Starting at the line that contains "Could you please annotate the snow-capped", copy each line through the end of the listing below. Include both ends and output nothing more.
***** DATASET EXCERPTS *****
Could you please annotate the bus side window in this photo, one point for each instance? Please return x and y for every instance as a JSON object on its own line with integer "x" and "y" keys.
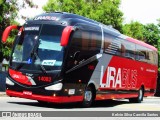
{"x": 107, "y": 43}
{"x": 123, "y": 50}
{"x": 129, "y": 50}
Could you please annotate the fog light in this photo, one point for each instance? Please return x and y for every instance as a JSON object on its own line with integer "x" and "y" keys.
{"x": 56, "y": 87}
{"x": 9, "y": 82}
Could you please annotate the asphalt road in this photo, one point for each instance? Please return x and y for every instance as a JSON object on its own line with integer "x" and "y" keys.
{"x": 151, "y": 104}
{"x": 20, "y": 104}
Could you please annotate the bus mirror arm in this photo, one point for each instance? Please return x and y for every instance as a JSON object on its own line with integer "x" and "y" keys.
{"x": 66, "y": 34}
{"x": 7, "y": 32}
{"x": 76, "y": 56}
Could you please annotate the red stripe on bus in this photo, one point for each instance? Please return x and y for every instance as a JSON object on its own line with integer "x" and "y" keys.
{"x": 54, "y": 99}
{"x": 141, "y": 43}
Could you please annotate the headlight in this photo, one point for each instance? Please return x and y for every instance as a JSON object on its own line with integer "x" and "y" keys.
{"x": 9, "y": 82}
{"x": 56, "y": 87}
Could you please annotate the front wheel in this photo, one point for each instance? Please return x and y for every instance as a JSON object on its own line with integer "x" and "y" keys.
{"x": 138, "y": 99}
{"x": 88, "y": 97}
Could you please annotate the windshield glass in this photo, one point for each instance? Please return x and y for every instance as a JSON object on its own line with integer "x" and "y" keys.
{"x": 42, "y": 40}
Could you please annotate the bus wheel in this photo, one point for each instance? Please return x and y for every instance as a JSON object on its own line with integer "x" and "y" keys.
{"x": 138, "y": 99}
{"x": 88, "y": 97}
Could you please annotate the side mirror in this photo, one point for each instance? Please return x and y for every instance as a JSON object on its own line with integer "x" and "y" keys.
{"x": 65, "y": 35}
{"x": 7, "y": 32}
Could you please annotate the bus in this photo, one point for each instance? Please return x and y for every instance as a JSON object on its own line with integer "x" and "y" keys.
{"x": 60, "y": 57}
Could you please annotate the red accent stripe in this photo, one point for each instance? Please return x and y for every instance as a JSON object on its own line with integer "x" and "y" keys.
{"x": 7, "y": 32}
{"x": 54, "y": 99}
{"x": 65, "y": 35}
{"x": 115, "y": 96}
{"x": 19, "y": 77}
{"x": 141, "y": 43}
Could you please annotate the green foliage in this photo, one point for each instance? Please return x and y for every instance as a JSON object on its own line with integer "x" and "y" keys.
{"x": 134, "y": 29}
{"x": 106, "y": 11}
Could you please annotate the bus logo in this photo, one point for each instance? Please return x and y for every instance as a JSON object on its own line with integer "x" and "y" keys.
{"x": 118, "y": 78}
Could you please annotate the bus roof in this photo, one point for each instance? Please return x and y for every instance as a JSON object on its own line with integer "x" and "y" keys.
{"x": 65, "y": 17}
{"x": 141, "y": 43}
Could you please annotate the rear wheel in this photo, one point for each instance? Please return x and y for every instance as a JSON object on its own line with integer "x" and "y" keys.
{"x": 88, "y": 97}
{"x": 138, "y": 99}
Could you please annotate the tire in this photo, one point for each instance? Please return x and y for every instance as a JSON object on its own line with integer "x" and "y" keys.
{"x": 138, "y": 99}
{"x": 88, "y": 97}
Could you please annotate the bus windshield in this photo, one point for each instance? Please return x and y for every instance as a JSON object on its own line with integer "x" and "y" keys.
{"x": 37, "y": 46}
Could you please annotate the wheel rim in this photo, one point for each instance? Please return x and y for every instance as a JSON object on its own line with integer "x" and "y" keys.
{"x": 88, "y": 96}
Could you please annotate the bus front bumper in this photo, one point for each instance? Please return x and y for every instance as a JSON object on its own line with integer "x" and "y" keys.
{"x": 54, "y": 99}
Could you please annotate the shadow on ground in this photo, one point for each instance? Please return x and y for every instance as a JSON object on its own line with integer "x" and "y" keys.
{"x": 97, "y": 104}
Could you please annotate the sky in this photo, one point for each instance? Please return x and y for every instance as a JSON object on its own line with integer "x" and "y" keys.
{"x": 143, "y": 11}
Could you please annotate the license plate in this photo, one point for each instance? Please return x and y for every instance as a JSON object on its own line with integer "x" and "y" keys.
{"x": 27, "y": 92}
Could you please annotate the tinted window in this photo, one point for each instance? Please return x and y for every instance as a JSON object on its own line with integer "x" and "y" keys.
{"x": 112, "y": 45}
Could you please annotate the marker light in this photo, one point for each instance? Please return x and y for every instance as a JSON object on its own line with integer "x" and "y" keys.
{"x": 56, "y": 87}
{"x": 9, "y": 82}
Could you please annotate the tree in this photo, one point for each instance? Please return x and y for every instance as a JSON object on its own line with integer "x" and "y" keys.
{"x": 135, "y": 30}
{"x": 104, "y": 11}
{"x": 151, "y": 34}
{"x": 8, "y": 12}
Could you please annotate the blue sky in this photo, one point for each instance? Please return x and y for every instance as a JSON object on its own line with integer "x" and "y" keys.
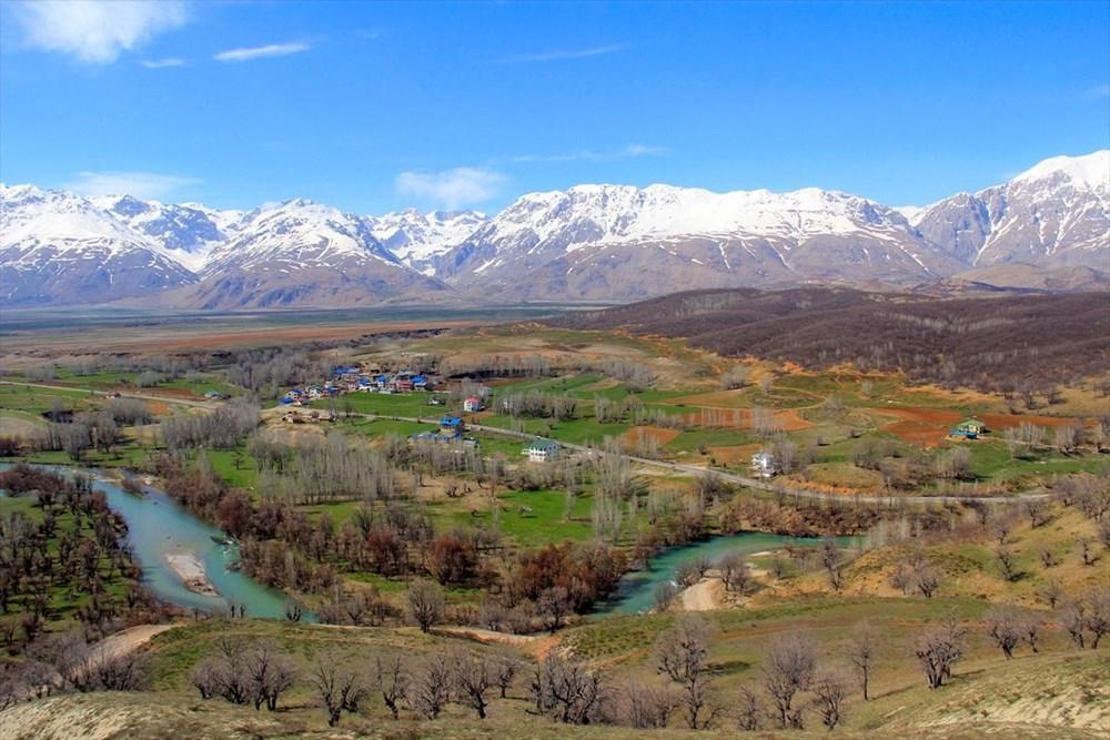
{"x": 374, "y": 107}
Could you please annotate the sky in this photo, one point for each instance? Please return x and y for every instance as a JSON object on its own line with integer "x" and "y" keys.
{"x": 376, "y": 107}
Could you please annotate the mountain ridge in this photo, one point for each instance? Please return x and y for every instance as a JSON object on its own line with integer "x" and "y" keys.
{"x": 588, "y": 242}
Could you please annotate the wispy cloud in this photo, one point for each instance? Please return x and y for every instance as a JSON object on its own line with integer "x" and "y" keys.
{"x": 96, "y": 31}
{"x": 1098, "y": 92}
{"x": 629, "y": 151}
{"x": 141, "y": 184}
{"x": 563, "y": 54}
{"x": 452, "y": 188}
{"x": 162, "y": 63}
{"x": 250, "y": 53}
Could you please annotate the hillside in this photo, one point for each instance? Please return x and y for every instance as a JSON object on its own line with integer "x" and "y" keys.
{"x": 1002, "y": 343}
{"x": 1045, "y": 229}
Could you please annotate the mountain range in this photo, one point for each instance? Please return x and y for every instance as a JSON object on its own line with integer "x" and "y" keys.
{"x": 1048, "y": 227}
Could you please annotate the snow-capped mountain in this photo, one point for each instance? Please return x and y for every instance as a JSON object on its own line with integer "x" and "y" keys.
{"x": 300, "y": 252}
{"x": 589, "y": 242}
{"x": 57, "y": 245}
{"x": 417, "y": 239}
{"x": 188, "y": 230}
{"x": 1056, "y": 212}
{"x": 622, "y": 242}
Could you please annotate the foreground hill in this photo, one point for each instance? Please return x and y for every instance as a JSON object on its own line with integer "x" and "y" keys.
{"x": 1047, "y": 229}
{"x": 990, "y": 342}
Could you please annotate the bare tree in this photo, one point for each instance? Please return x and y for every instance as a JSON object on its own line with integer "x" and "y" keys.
*****
▶ _OUTPUT FOR THIS TASK_:
Could you please annotate the snow-capped mountain in this photo, one point for each instance? Please return x and y for every instance as a JSON object on its own line with integer "x" and "y" keys.
{"x": 300, "y": 252}
{"x": 589, "y": 242}
{"x": 57, "y": 245}
{"x": 417, "y": 239}
{"x": 188, "y": 230}
{"x": 1056, "y": 212}
{"x": 622, "y": 242}
Could you please annotate the foreground hill in this photo, one point for each instance? Please return x and y for every instance as a JSON object on its own line with integer "x" and "y" keys.
{"x": 1047, "y": 229}
{"x": 990, "y": 342}
Could you please annotate the bare tree in this photo, one point for each instance? Please return x and y for every instance as a JSON object on its own line with integer "x" and "y" keys.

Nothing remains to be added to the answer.